--- Start ---

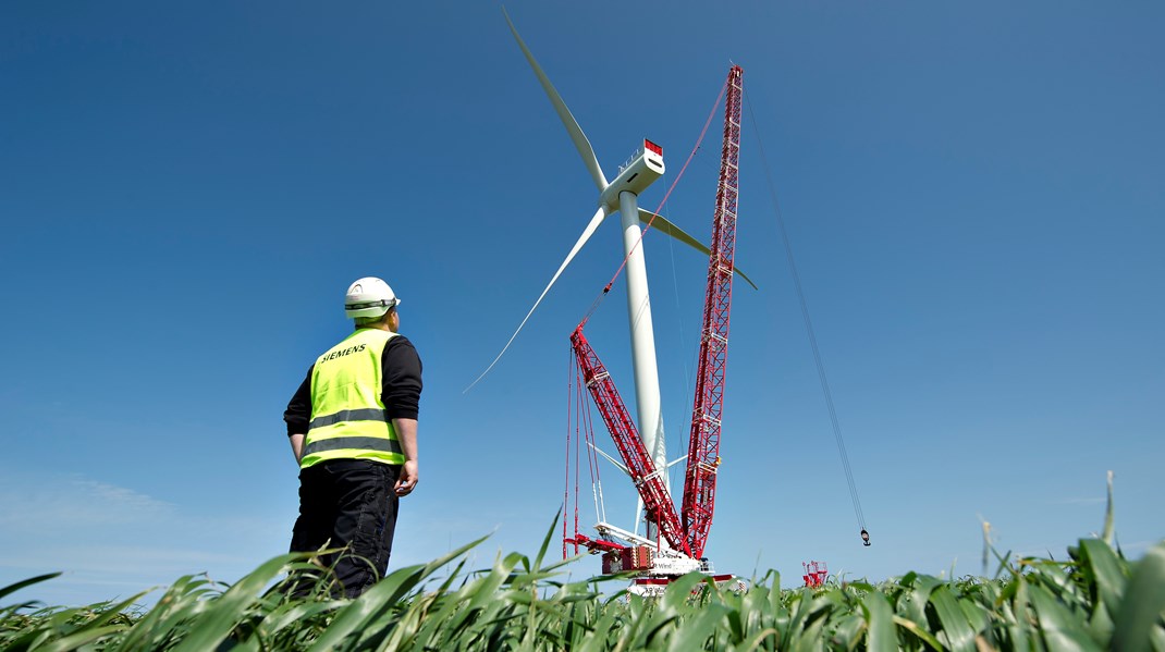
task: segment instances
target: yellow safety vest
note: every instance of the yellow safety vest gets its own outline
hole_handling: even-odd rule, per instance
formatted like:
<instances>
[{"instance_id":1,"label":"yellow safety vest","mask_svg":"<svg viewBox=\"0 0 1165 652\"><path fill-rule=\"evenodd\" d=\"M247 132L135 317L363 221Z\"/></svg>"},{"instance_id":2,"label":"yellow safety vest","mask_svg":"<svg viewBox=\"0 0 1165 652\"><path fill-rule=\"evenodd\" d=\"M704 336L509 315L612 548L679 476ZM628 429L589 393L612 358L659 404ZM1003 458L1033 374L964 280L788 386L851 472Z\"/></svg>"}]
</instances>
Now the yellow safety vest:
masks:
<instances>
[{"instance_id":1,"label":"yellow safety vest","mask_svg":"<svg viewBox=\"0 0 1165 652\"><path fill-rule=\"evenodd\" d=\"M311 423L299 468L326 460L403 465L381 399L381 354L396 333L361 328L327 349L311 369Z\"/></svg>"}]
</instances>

--- End ---
--- Start ---

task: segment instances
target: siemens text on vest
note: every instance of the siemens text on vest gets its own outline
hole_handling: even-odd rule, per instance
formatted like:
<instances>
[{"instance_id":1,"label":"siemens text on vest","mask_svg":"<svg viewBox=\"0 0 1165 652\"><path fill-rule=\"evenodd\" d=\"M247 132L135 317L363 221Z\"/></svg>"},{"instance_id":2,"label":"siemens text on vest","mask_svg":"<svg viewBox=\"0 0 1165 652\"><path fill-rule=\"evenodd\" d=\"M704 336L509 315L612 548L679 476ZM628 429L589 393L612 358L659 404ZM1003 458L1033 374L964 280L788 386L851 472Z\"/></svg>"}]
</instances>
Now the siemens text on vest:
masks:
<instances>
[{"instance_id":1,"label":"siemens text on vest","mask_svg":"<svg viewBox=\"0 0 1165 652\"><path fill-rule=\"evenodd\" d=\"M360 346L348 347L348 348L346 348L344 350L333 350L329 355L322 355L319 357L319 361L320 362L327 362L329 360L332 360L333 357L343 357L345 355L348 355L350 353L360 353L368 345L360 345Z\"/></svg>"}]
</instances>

--- End ---

__YOUR INSTRUCTIONS__. Locate every line in the rows above that contains the string "siemens" and copy each of those lines in full. Treat the match as case-sensitive.

__OUTPUT BELOW__.
target: siemens text on vest
note: every instance of the siemens text on vest gets its own outline
[{"instance_id":1,"label":"siemens text on vest","mask_svg":"<svg viewBox=\"0 0 1165 652\"><path fill-rule=\"evenodd\" d=\"M247 132L135 317L363 221Z\"/></svg>"},{"instance_id":2,"label":"siemens text on vest","mask_svg":"<svg viewBox=\"0 0 1165 652\"><path fill-rule=\"evenodd\" d=\"M704 336L509 315L612 548L679 476ZM628 429L589 393L612 358L659 404ZM1003 458L1033 374L964 280L788 386L851 472Z\"/></svg>"}]
Now the siemens text on vest:
[{"instance_id":1,"label":"siemens text on vest","mask_svg":"<svg viewBox=\"0 0 1165 652\"><path fill-rule=\"evenodd\" d=\"M360 346L348 347L348 348L346 348L344 350L333 350L329 355L322 355L319 357L319 361L320 362L327 362L329 360L332 360L333 357L343 357L345 355L348 355L350 353L360 353L368 345L360 345Z\"/></svg>"}]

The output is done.